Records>
'''

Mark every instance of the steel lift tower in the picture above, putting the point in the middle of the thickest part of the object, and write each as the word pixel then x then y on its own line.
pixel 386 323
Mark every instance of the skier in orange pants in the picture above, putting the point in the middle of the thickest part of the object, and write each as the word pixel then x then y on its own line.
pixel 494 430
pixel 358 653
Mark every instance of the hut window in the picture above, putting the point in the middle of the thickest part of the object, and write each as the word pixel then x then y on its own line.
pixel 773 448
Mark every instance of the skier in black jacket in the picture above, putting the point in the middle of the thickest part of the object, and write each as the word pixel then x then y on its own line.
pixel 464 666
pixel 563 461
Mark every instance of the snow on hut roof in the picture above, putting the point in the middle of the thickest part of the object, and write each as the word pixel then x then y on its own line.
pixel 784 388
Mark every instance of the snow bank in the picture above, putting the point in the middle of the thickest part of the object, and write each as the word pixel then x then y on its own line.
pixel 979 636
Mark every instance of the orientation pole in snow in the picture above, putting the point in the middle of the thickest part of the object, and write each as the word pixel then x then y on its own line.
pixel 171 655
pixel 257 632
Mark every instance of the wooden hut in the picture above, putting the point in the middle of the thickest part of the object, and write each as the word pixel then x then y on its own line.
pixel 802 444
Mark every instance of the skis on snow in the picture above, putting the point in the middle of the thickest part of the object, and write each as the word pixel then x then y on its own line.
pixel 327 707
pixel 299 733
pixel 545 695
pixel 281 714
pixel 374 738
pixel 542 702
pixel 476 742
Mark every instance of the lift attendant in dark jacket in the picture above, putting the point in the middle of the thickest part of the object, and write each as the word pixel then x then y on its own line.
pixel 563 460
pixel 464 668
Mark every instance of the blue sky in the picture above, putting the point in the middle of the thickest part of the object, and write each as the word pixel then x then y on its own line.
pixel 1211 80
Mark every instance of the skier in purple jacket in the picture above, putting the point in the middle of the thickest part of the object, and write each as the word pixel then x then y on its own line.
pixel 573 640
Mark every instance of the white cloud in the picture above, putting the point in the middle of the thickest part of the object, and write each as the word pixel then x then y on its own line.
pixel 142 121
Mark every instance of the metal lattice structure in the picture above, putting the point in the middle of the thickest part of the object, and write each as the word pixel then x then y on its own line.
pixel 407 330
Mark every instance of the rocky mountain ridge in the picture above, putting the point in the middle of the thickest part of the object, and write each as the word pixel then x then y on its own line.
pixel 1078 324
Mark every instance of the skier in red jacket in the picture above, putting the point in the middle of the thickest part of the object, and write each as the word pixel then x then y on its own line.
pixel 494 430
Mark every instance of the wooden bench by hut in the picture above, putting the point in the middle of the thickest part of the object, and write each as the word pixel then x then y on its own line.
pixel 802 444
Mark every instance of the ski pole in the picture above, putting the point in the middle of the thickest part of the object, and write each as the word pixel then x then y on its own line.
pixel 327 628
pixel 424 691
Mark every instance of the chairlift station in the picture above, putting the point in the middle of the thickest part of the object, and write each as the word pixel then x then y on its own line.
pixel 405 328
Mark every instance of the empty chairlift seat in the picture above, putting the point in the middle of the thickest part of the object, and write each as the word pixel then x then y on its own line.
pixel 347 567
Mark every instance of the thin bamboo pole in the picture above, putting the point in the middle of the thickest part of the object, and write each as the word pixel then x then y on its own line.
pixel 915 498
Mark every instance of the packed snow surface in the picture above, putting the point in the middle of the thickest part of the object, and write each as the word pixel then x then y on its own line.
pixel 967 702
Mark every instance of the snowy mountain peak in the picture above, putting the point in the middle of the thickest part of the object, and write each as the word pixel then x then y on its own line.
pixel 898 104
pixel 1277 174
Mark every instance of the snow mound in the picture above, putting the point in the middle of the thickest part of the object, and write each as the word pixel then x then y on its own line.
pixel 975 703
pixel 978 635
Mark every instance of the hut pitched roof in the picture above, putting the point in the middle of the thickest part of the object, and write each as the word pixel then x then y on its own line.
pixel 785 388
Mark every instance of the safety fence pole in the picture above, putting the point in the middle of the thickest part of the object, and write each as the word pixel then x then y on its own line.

'''

What is needed> Can you rewrite the lines from the first one down through the one containing "pixel 386 323", putting "metal lift tower" in place of "steel lift tower" and leaving everything else as it is?

Exercise response>
Mark every instance of the metal lift tower in the picture above, putting the point in the middle of the thickest part of the object, and write each as the word pixel then x then y on its own line.
pixel 386 323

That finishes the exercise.